### Data under study
#####

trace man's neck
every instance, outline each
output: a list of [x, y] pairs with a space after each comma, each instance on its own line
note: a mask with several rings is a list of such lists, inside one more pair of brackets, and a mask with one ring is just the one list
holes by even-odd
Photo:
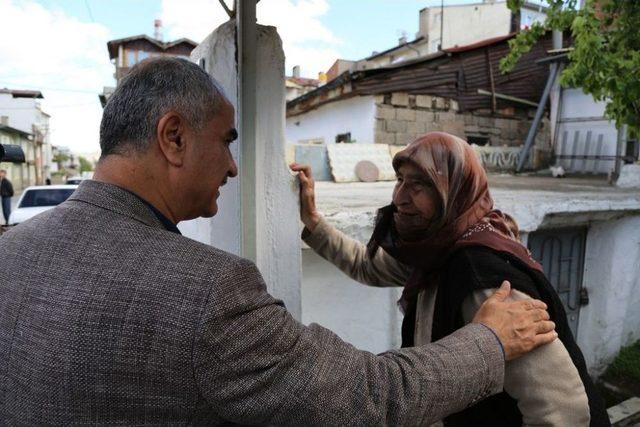
[[163, 179], [141, 166], [145, 164], [148, 163], [144, 160], [132, 161], [123, 156], [110, 155], [98, 162], [93, 179], [131, 191], [177, 224], [180, 221], [179, 214], [171, 208], [170, 200], [161, 192], [166, 188], [161, 185]]

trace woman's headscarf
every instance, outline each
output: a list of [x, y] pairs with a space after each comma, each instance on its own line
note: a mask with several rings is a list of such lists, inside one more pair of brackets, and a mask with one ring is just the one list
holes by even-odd
[[370, 254], [382, 247], [400, 262], [419, 271], [405, 285], [403, 300], [417, 295], [444, 267], [450, 255], [466, 246], [486, 246], [508, 252], [532, 268], [542, 267], [518, 241], [518, 227], [509, 215], [493, 209], [487, 175], [471, 146], [444, 133], [430, 132], [416, 139], [393, 159], [396, 171], [403, 164], [414, 165], [429, 182], [438, 199], [438, 212], [420, 222], [397, 212], [395, 205], [378, 211], [369, 241]]

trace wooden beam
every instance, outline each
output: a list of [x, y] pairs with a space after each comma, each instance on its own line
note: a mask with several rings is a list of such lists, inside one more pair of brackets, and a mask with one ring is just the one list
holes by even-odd
[[538, 104], [535, 102], [531, 102], [527, 99], [518, 98], [515, 96], [503, 95], [501, 93], [489, 92], [488, 90], [478, 89], [478, 95], [486, 95], [486, 96], [495, 96], [498, 99], [504, 99], [505, 101], [517, 102], [519, 104], [528, 105], [530, 107], [538, 107]]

#####

### Goal of the exercise
When you repeat the data, keep every line exact and drop the images.

### Solution for this problem
trace man's neck
every instance, outline each
output: a list of [x, y] pairs with a space after each comma, each instance on its own line
note: a mask with several rings is a list of such lists, inside one more pair of brackets, and a mask with one ring is just the one list
holes by even-odd
Photo:
[[163, 179], [141, 166], [145, 164], [148, 163], [144, 160], [132, 161], [123, 156], [110, 155], [98, 162], [93, 179], [131, 191], [177, 224], [180, 221], [179, 214], [171, 208], [170, 200], [161, 192], [166, 188], [161, 185]]

trace woman's headscarf
every instance, outline each
output: a list of [x, y] pairs with a space after each comma, each instance on its own line
note: a mask with several rings is a list of such lists, inside one more pair of brackets, and a mask with one ring is just the one list
holes by even-odd
[[370, 254], [382, 247], [400, 262], [419, 271], [405, 285], [403, 300], [417, 295], [444, 267], [450, 255], [466, 246], [486, 246], [508, 252], [532, 268], [542, 267], [518, 241], [518, 227], [509, 215], [493, 209], [487, 175], [471, 146], [444, 133], [430, 132], [416, 139], [393, 159], [396, 171], [403, 164], [414, 165], [429, 182], [438, 199], [438, 212], [420, 222], [397, 212], [395, 205], [378, 211], [369, 241]]

trace wooden beam
every instance, outline each
output: a list of [x, y] pairs with a space after each comma, each instance on its own line
note: a mask with several rings is a list of such lists, inside one more pair of brackets, and a mask with one ring is just the one list
holes by even-odd
[[538, 104], [535, 102], [531, 102], [527, 99], [518, 98], [515, 96], [503, 95], [501, 93], [489, 92], [488, 90], [478, 89], [478, 95], [486, 95], [486, 96], [495, 96], [498, 99], [504, 99], [505, 101], [517, 102], [519, 104], [528, 105], [530, 107], [538, 107]]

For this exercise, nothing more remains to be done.